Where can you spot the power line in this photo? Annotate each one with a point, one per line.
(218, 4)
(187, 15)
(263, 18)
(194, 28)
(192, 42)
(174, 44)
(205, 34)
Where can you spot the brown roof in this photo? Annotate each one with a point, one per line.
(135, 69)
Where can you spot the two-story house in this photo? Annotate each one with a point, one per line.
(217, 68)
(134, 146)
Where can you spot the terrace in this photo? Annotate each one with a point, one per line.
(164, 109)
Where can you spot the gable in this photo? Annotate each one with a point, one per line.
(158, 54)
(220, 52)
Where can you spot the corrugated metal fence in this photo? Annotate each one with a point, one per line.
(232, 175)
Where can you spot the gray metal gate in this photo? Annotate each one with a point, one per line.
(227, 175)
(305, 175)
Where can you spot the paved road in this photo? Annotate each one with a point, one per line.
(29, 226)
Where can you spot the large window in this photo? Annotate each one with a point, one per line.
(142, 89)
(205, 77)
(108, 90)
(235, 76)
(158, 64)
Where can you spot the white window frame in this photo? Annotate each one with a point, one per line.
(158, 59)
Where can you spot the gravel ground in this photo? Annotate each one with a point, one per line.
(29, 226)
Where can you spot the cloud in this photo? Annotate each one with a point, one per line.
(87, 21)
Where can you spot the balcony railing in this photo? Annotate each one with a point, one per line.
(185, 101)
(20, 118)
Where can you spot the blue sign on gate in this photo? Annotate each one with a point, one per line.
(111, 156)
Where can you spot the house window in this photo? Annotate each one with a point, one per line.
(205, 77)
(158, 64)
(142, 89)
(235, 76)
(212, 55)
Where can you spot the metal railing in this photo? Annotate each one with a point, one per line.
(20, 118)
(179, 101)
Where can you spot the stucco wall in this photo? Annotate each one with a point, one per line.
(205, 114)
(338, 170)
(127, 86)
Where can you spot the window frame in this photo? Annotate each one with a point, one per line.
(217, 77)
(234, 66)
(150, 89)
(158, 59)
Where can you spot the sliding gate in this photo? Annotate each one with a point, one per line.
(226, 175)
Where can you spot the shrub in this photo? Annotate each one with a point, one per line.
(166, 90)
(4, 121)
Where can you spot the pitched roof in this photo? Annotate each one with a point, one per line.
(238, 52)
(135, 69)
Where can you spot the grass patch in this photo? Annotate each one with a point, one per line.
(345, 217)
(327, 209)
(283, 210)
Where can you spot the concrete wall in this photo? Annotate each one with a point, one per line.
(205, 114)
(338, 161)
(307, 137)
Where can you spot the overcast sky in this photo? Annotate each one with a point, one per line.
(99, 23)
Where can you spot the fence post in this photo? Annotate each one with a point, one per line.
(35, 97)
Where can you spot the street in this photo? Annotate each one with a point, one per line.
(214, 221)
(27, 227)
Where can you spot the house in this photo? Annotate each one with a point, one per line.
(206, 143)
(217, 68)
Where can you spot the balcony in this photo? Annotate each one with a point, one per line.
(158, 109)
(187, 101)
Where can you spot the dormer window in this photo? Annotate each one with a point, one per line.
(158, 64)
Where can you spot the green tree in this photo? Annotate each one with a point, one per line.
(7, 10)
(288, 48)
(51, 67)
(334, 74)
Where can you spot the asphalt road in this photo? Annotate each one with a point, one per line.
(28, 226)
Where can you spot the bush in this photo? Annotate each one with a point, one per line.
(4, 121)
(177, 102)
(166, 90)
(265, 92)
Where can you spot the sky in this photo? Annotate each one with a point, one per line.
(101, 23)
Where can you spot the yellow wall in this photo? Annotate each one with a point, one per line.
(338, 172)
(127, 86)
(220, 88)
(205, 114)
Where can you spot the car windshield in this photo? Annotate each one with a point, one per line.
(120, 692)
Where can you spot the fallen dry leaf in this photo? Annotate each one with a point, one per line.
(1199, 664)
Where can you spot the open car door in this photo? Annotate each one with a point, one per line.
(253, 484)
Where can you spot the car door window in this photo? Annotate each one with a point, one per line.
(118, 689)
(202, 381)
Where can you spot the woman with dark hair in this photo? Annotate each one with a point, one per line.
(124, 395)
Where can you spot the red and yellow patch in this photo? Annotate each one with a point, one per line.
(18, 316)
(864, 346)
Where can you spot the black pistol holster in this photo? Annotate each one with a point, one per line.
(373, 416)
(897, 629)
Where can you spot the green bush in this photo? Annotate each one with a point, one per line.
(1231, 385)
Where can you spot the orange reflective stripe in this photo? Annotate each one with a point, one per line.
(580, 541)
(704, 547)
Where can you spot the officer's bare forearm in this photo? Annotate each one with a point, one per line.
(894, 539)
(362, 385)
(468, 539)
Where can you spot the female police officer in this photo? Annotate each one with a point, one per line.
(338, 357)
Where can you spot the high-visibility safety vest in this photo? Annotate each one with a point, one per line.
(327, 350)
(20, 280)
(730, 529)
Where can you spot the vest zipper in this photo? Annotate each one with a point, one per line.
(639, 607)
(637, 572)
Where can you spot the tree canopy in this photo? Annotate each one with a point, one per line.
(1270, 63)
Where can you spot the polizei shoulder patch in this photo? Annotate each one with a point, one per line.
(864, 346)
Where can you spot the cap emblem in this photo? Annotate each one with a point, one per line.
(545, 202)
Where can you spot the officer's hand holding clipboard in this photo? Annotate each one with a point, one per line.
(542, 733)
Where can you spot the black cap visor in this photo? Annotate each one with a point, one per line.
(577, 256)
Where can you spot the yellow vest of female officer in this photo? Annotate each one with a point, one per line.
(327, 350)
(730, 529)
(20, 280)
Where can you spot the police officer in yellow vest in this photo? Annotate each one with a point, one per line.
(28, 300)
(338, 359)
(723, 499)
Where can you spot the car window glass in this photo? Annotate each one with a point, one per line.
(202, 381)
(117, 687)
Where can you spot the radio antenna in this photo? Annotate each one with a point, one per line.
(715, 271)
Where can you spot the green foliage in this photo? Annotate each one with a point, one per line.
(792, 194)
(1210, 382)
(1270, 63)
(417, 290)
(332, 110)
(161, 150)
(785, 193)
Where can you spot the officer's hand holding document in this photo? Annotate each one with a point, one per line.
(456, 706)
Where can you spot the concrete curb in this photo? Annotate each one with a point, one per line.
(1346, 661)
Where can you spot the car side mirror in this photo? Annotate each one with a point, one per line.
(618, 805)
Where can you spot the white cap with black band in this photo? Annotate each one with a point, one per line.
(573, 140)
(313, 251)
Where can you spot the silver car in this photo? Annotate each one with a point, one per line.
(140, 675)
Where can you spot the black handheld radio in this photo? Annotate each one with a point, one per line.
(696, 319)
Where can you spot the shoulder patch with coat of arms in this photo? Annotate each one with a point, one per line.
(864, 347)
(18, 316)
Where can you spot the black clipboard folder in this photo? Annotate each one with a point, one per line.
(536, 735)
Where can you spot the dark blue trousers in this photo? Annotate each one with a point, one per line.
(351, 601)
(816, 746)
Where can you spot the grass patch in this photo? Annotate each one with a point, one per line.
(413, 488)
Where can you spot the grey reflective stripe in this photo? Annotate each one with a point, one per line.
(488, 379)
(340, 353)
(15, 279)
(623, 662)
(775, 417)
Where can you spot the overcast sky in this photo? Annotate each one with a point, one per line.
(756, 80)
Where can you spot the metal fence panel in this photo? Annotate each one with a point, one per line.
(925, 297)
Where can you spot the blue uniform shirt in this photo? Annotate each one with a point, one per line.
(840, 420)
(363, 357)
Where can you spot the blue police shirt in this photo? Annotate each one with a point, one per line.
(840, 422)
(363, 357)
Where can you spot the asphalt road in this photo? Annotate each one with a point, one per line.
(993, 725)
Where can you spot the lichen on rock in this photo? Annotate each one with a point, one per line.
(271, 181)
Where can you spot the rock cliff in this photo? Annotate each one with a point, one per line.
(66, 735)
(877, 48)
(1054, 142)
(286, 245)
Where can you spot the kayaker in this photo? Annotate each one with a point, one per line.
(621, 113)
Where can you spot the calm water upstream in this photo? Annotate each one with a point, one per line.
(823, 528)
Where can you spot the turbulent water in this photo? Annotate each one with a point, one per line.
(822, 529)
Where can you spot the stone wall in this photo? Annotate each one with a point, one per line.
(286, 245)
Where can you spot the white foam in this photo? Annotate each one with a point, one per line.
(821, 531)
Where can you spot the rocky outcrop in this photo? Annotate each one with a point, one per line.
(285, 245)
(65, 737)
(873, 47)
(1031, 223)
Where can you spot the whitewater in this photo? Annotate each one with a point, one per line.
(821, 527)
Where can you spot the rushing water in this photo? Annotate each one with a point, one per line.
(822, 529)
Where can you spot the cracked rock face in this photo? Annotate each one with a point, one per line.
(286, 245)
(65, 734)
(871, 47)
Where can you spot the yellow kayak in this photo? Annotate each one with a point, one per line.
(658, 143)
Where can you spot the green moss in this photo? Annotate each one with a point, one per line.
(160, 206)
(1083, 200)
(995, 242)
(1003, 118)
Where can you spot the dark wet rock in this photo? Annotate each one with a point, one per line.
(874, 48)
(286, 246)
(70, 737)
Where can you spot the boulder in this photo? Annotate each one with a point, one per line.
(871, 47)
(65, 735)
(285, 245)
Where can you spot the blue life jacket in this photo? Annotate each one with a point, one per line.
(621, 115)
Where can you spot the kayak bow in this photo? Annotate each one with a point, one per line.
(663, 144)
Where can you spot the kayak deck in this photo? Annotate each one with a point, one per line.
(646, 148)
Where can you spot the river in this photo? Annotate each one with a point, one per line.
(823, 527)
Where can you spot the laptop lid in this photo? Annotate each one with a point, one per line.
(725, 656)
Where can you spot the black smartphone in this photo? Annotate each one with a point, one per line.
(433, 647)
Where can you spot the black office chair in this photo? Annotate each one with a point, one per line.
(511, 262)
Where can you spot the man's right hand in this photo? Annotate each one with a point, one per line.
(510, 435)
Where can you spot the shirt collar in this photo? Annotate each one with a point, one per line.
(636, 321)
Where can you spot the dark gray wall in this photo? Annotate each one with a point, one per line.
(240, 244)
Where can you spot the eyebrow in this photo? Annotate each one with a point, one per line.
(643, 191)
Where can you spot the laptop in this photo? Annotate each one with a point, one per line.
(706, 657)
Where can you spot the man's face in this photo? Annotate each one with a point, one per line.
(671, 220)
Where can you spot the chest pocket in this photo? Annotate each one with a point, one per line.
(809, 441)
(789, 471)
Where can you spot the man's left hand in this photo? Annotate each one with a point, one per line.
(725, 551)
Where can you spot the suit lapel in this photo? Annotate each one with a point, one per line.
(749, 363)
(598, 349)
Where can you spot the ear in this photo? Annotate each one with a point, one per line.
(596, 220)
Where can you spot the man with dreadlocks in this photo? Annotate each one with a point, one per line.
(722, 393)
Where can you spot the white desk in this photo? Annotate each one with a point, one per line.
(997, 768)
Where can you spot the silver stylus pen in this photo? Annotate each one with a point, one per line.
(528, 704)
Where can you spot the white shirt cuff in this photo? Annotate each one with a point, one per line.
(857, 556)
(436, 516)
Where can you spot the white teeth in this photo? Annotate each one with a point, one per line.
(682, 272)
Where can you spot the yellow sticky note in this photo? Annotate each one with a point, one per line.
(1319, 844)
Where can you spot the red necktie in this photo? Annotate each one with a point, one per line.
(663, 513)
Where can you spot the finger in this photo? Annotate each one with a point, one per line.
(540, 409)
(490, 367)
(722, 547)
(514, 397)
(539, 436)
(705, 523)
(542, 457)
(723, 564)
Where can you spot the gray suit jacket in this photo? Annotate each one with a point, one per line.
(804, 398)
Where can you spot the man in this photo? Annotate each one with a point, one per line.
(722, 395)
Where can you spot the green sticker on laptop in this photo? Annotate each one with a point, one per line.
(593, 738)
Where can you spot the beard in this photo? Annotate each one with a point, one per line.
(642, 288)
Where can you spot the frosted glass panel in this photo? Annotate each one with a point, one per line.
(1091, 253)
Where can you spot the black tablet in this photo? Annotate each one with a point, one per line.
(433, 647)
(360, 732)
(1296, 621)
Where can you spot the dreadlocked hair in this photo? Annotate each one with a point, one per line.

▶ TASK BRIEF
Only the last part of the entries above is needed: please copy the line with "Where can you spot the gray suit" and each line after it exactly.

▶ FINISHED EXERCISE
Where can you spot the gray suit jacket in this photo? Annotate each one with a point, one per line.
(804, 398)
Where can you spot the man in this photo? Annotate each one with a point, one per line.
(722, 395)
Where can you spot the green sticker on laptop in this photo? Annotate each one with a point, one per line.
(593, 738)
Where can you spot the beard in this photo? Annotate each one with a point, one per line.
(642, 288)
Where can you spot the frosted glass panel in this photo? Annotate each one with a point, one per line.
(1091, 253)
Where can you spot the black tablet in this photo? Annotate each one with a point, one per line.
(433, 647)
(360, 732)
(1296, 621)
Where can you spot the dreadlocked hair in this photo? Annotate each one with a point, one per line.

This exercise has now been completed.